* **Tarefa a realizar**: Pode transcrever, palavra por palavra, o trecho do bloco de texto que vai de "Para terminar (e" até "de uma ratoeira."?

* **Bloco de texto**:
——————————

Para terminar (e tento fazê-lo desde a terceira página…), repetirei que não fui nem serei UMA VIDA DEDICADA À PINTURA, por mais que a ame. Por vezes, devo-o dizer ainda, ela toma para mim as proporções terríveis de uma ratoeira.
Há quem refira o nacionalismo ou o fascismo de Fernando Pessoa e de Almada Negreiros; tirem esses dois a Portugal e vejam o buraco imenso e negro que fica!
Tanta coisa nova nos querem impingir uns e outros, que é demasiado; acabam por esmagar saloiamente o próprio espanto. O desconhecido está a ficar por demais conhecido, e isso é intensamente dramático. Afinal o mistério sabe tudo do sábio, mas o sábio muito pouco sabe do mistério. E quanto aos tontos que se julgam muito modernos, direi como Oscar Wilde, que "todas as coisas belas pertencem à mesma época". É-me comovente por vezes ter que recorrer de urgência à presença de Giotto ou de Fra Angélico…
Diz o Almada, na "Cena de ódio": "Tu que tens a mania das Invenções e das Descobertas, […] há muito mais a fazer do que fazer revoluções".

——————————

* **Conjunto de dados**:
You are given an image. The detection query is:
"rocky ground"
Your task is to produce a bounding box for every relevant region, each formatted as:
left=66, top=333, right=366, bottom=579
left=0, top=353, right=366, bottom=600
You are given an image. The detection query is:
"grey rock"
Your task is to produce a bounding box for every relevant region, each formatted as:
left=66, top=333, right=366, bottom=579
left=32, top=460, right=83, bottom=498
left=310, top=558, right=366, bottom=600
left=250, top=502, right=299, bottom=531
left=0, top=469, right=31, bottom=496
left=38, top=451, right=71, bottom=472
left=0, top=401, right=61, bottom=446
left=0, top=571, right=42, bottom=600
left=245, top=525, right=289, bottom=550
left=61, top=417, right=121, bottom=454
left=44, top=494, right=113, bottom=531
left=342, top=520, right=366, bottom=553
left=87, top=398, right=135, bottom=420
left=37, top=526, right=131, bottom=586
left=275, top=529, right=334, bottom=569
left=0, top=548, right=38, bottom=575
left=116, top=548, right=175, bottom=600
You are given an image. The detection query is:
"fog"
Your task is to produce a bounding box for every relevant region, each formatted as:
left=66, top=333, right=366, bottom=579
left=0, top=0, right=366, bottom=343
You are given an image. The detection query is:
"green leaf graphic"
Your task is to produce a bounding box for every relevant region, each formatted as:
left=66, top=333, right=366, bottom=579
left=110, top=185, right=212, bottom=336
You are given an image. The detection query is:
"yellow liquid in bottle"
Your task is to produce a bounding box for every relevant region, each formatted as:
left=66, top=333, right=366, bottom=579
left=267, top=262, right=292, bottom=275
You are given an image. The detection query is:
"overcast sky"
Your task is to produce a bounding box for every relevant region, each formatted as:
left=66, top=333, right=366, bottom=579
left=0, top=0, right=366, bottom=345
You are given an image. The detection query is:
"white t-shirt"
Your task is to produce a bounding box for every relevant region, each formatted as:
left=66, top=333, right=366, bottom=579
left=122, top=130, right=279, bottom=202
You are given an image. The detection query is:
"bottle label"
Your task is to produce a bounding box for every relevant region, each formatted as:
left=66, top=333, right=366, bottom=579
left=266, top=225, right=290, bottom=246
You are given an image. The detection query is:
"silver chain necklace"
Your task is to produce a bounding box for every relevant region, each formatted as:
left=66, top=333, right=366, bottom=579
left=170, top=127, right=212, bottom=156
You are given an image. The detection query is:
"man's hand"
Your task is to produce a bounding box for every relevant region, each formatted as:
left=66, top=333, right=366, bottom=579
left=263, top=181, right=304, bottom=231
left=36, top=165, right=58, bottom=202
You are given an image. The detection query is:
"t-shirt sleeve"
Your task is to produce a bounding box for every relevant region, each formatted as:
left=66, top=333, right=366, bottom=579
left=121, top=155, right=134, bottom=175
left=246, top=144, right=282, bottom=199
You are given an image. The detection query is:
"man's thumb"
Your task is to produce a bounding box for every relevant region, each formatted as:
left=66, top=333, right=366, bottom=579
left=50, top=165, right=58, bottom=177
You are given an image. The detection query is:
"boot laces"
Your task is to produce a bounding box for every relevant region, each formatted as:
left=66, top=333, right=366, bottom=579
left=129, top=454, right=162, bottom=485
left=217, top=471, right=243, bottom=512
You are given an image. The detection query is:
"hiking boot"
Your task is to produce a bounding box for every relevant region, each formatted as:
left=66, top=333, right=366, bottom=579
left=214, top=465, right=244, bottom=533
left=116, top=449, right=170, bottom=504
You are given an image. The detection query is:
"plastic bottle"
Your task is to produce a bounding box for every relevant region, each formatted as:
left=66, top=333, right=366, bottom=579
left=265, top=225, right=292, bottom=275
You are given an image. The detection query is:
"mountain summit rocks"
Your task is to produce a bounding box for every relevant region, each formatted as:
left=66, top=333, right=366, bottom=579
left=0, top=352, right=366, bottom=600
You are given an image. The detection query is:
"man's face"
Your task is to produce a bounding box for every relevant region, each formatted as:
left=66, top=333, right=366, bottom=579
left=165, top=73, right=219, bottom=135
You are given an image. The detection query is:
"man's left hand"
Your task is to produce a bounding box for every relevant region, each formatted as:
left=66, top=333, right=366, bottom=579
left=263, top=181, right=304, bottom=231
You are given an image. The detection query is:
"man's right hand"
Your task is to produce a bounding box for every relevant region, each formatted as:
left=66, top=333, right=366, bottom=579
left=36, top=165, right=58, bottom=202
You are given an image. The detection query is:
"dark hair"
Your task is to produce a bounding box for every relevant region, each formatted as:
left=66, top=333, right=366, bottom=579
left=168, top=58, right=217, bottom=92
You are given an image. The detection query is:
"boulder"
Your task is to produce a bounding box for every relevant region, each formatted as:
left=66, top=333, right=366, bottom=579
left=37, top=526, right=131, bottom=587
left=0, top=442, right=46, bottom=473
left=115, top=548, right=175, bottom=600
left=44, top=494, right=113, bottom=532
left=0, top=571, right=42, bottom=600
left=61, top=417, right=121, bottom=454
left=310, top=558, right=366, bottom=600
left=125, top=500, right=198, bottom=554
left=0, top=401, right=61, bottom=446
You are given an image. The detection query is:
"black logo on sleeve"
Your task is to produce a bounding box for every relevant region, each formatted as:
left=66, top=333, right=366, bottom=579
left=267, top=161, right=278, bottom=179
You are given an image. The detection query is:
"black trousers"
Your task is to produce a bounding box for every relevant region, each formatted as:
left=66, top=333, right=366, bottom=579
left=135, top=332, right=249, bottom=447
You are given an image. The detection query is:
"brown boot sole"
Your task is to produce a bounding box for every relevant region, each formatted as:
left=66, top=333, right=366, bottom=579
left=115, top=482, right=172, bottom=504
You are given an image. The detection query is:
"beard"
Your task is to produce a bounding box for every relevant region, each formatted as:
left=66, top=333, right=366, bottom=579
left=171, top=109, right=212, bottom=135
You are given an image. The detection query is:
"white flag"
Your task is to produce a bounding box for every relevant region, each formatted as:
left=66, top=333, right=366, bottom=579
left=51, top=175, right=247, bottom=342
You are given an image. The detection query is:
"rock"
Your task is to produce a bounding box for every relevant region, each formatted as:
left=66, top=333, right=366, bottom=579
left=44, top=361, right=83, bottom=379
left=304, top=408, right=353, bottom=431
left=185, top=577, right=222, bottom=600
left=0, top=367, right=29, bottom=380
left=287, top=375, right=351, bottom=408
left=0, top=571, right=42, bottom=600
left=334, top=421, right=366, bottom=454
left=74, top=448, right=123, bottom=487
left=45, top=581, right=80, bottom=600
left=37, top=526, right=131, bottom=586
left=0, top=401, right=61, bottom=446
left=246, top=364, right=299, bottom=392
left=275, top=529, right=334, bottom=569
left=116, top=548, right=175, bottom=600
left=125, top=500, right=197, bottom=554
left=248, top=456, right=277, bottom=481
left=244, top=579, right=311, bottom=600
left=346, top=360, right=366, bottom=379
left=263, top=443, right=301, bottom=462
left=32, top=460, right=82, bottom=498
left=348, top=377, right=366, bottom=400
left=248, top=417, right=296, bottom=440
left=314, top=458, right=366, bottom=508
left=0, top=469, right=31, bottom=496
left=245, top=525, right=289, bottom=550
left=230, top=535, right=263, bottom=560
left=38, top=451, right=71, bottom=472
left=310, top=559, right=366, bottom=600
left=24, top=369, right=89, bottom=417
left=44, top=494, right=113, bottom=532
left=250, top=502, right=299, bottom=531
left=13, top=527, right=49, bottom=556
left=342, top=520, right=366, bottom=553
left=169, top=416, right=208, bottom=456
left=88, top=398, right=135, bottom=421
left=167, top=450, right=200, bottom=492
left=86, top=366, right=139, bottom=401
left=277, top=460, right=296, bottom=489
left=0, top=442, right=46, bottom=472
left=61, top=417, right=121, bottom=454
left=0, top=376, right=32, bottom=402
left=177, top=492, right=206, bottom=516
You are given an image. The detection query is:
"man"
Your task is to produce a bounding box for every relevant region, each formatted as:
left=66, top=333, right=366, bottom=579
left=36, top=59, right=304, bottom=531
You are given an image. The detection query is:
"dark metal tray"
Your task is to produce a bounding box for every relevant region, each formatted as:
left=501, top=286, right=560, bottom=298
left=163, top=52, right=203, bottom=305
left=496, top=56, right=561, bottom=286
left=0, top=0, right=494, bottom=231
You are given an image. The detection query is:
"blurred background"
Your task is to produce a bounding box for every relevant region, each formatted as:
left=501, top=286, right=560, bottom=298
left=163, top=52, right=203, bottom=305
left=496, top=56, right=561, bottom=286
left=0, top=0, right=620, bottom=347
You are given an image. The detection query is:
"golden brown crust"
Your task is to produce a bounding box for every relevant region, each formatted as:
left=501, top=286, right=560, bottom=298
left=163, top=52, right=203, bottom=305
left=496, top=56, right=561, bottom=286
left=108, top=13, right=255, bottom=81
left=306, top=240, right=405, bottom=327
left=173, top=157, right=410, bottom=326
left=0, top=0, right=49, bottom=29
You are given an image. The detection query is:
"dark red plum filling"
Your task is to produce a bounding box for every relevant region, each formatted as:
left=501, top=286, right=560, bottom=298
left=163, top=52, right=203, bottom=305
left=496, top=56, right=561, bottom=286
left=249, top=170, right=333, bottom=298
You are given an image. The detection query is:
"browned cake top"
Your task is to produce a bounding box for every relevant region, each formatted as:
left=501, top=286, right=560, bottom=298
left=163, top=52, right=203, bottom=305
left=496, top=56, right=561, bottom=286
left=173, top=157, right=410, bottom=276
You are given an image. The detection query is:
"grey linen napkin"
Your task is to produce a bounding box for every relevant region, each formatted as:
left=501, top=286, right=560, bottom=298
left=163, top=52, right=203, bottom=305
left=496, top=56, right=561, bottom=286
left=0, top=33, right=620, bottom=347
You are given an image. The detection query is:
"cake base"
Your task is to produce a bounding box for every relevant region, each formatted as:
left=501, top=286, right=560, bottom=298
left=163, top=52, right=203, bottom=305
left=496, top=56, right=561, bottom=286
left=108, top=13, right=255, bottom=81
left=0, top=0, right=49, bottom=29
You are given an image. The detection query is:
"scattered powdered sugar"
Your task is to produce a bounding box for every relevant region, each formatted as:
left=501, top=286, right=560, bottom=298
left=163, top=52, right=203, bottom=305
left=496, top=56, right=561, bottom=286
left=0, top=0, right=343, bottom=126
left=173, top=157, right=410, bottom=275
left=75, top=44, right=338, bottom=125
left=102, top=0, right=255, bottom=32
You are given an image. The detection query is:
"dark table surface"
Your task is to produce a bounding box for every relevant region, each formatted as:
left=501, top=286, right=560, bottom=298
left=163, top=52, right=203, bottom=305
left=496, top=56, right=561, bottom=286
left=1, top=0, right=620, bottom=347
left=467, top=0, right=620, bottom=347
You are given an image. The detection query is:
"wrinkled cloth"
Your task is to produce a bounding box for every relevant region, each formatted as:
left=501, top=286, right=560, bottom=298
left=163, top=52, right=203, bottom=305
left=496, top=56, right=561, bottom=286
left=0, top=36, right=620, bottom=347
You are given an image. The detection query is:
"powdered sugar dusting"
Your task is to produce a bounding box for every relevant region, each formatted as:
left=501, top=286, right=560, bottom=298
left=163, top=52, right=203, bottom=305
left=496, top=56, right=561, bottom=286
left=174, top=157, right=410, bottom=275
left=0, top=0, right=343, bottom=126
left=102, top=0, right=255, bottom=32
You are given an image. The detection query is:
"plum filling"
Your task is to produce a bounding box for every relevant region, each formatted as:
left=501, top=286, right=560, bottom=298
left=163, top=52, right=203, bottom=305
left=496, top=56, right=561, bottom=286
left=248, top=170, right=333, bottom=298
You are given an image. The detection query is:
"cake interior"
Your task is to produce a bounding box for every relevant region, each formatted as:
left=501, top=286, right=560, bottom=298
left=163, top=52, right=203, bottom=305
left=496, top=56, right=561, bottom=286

——————————

* **Tarefa concluída**:
Para terminar (e tento fazê-lo desde a terceira página…), repetirei que não fui nem serei UMA VIDA DEDICADA À PINTURA, por mais que a ame. Por vezes, devo-o dizer ainda, ela toma para mim as proporções terríveis de uma ratoeira.